You have just pinpointed why I'm afraid to speak French in Paris.
... And of course I just couldn't tell them: "Man, your French is unintelligible, I can't understand anything you say. Let's stick to English" ;-D
(To be fair, my English isn't all that intelligible either; but I couldn't possibly answer a question I didn't understand anyway, so it was still the better option)
Fair enough! I guess it's up to the foreigner to say, "no, really, let's stick to French, be patient, I'm trying to learn." I have to do that here in Germany all the time.
Unknown --- that's very interesting, since I don't remember a single occasion after living in France for 2.5 years now that a native French speaker has not understood our "broken" French. But I do remember zillions of occasions when we have not understood them, and that is when they switch to English in frustration.

* _Records shown_:
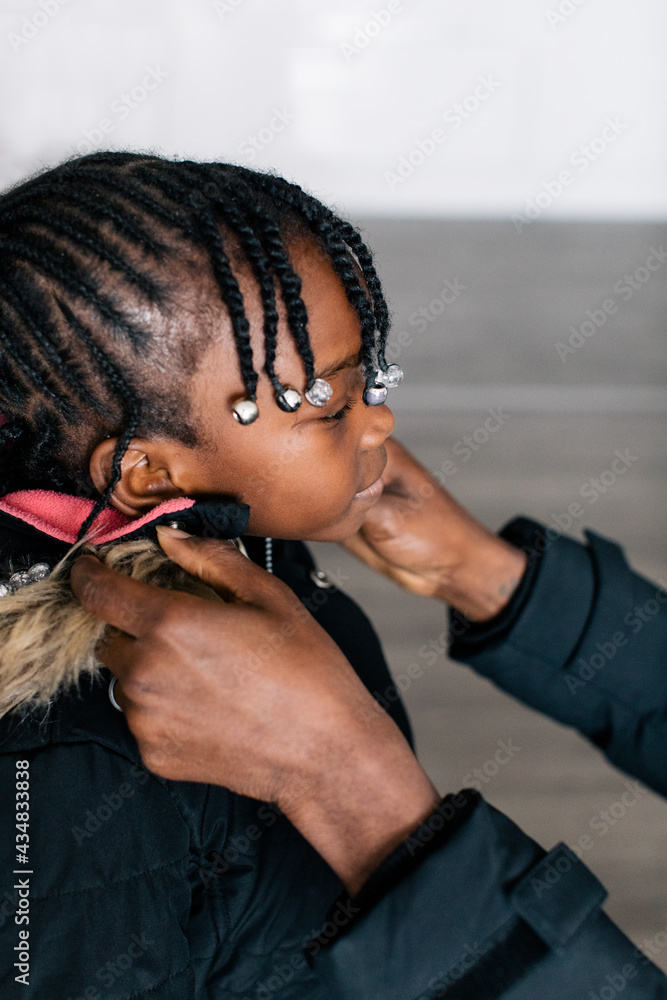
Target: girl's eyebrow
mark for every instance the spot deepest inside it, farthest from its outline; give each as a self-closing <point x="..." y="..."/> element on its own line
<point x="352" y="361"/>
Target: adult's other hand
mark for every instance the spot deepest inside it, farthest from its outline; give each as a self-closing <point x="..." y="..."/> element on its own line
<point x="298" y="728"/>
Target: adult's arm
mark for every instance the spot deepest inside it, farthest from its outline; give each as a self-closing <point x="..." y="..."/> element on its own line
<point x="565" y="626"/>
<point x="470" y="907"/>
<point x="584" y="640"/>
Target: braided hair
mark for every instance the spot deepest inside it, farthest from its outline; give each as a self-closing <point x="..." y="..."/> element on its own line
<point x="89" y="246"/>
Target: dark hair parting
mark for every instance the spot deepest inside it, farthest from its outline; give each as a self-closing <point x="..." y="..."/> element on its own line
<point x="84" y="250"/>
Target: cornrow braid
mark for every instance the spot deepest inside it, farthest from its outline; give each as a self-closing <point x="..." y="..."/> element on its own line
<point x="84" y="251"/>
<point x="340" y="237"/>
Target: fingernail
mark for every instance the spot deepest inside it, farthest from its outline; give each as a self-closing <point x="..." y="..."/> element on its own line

...

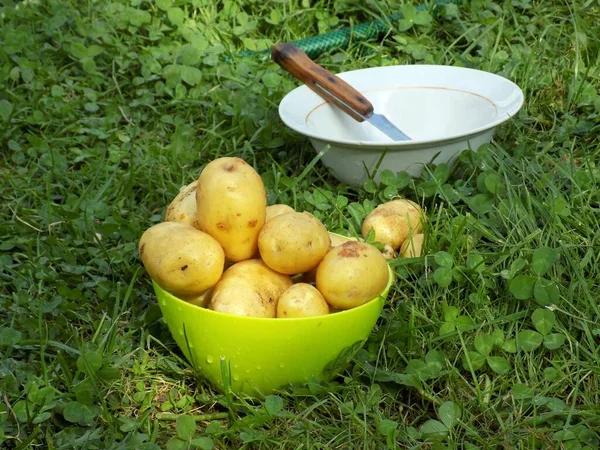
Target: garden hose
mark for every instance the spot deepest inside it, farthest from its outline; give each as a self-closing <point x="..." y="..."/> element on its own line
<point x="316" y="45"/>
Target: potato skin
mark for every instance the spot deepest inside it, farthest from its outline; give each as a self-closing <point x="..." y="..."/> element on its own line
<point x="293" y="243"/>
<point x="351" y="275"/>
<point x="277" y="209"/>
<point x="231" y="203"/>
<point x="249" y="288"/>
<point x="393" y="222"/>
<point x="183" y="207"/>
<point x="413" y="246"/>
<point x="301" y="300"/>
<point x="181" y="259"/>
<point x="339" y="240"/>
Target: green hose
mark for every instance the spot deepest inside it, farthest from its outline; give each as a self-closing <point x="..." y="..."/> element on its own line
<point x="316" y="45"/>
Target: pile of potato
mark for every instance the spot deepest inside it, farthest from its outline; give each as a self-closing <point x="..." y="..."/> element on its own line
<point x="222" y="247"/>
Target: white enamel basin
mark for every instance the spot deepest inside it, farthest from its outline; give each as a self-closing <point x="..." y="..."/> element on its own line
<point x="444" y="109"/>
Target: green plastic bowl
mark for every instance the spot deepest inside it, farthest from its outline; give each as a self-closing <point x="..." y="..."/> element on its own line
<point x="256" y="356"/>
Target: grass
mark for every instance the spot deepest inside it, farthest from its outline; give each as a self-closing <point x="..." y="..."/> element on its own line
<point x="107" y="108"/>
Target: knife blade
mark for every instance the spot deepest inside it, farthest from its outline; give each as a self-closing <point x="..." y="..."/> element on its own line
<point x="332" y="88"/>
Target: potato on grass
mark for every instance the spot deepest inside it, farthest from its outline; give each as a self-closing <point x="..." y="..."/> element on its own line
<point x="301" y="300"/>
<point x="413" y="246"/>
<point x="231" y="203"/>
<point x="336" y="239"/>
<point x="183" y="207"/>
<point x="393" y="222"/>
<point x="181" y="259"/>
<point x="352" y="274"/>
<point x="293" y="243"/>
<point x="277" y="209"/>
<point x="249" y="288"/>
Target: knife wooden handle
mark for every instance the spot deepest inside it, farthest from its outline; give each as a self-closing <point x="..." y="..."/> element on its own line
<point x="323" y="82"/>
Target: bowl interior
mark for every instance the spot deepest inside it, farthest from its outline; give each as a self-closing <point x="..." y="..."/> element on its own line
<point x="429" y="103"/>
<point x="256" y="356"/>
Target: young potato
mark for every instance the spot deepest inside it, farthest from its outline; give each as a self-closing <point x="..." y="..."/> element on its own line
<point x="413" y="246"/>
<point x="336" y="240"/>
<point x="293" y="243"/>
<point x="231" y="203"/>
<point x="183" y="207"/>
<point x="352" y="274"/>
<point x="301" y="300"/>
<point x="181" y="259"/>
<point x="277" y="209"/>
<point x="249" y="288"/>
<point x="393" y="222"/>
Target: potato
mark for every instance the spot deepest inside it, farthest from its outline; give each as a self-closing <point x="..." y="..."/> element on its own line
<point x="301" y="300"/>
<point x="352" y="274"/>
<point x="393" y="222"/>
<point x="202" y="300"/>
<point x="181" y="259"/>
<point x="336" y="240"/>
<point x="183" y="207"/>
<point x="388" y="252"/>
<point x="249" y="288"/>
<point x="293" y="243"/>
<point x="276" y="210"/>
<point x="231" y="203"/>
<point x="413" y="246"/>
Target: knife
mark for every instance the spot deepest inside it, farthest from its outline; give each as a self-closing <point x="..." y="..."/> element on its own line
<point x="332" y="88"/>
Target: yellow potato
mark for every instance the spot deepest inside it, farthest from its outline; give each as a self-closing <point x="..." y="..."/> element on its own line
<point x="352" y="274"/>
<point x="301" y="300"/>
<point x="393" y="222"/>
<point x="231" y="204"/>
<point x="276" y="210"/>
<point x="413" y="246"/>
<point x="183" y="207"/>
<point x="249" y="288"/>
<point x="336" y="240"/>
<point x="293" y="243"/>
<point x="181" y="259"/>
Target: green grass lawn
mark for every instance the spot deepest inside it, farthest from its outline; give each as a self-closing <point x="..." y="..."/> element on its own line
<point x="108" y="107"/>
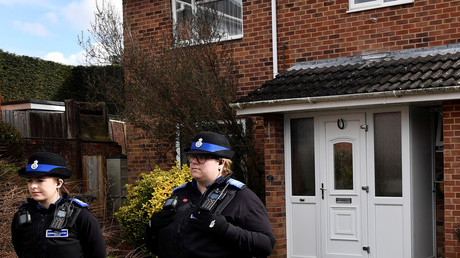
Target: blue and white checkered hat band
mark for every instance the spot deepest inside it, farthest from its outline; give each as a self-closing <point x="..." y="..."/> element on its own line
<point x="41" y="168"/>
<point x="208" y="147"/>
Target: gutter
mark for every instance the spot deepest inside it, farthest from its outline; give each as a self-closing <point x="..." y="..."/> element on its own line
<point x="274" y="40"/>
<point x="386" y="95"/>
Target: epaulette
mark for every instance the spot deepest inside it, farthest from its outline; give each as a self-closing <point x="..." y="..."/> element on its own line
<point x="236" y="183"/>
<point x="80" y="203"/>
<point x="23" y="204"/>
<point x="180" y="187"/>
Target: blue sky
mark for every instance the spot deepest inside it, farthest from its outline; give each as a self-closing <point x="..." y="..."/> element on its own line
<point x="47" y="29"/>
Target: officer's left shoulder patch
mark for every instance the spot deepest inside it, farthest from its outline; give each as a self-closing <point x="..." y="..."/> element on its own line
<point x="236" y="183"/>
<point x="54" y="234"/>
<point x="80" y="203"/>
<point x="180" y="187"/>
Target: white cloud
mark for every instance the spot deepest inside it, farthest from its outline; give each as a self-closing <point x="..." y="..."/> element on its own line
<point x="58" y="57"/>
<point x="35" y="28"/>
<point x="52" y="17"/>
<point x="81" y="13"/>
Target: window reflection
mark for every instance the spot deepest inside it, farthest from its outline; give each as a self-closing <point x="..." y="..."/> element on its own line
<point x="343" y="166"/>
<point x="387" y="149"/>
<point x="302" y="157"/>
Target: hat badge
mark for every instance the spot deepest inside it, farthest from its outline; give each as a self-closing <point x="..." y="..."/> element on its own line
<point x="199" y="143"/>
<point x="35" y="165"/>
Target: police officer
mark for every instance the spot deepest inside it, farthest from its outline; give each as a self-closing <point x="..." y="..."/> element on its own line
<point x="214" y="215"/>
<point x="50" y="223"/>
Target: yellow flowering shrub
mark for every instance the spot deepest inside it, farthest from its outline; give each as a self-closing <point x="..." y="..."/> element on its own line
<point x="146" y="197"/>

...

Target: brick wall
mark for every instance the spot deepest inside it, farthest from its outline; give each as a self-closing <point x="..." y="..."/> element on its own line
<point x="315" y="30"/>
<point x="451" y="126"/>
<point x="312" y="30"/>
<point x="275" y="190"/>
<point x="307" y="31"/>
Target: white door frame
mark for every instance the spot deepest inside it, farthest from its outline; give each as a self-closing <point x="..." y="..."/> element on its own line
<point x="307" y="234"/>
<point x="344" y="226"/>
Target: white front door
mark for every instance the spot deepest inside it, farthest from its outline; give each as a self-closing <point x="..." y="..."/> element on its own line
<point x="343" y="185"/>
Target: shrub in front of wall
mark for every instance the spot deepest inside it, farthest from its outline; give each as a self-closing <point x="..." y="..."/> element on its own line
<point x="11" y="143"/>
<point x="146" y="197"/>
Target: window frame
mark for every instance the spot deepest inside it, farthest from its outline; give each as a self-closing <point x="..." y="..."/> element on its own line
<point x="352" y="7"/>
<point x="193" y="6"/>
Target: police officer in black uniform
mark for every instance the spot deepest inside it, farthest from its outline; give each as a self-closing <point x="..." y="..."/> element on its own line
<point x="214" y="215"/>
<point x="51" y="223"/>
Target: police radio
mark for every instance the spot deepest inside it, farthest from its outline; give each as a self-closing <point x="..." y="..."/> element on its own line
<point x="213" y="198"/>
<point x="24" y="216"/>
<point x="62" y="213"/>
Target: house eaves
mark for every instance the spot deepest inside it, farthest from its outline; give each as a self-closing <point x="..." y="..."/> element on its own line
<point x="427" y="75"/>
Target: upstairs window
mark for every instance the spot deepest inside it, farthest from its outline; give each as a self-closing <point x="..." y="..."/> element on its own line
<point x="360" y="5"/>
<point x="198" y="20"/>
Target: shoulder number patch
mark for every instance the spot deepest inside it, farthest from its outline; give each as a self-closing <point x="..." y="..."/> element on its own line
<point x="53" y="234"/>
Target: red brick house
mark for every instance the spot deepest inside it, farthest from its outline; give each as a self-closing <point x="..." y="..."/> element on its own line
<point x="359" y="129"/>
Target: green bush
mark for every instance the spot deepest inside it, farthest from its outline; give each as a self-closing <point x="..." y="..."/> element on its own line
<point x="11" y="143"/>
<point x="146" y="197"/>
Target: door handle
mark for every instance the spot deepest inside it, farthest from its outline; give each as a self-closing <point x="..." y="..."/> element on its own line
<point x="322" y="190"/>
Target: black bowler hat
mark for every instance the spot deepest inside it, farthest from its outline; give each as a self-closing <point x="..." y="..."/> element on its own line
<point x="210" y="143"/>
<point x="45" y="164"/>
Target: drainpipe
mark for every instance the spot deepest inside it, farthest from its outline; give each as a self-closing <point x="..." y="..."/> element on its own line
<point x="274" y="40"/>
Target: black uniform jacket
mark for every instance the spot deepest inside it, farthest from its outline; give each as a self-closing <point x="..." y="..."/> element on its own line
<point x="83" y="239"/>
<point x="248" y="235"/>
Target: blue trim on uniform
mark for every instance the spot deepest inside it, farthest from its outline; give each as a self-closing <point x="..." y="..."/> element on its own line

* _Check your understanding_:
1. In the comment thread about speaking French in Paris, how long has the last commenter been living in France?
2. Continue the comment thread about speaking French in Paris, starting right after its final sentence.

* _Written answers_:
1. 2.5 years.

2.
Hope you didn't take me wrong. I was referring to tourists who picked up a few sentences from a phrasebook or have vague memories of middle school French, not to people who can actually speak French (as I imagine you did after living in France for over 2 years). Plus, I do have difficulties understanding people with strong accents (which is why I try not to take it personally when people don't understand my English).
As a French person, I guess it's also related to the fact that in Paris a lot of people can speak English. In the countryside, they can't this much. :)
I can make myself understood (though never as well as I'd like). But when I was in Montreal, I became convinced that Canadian French was beyond me.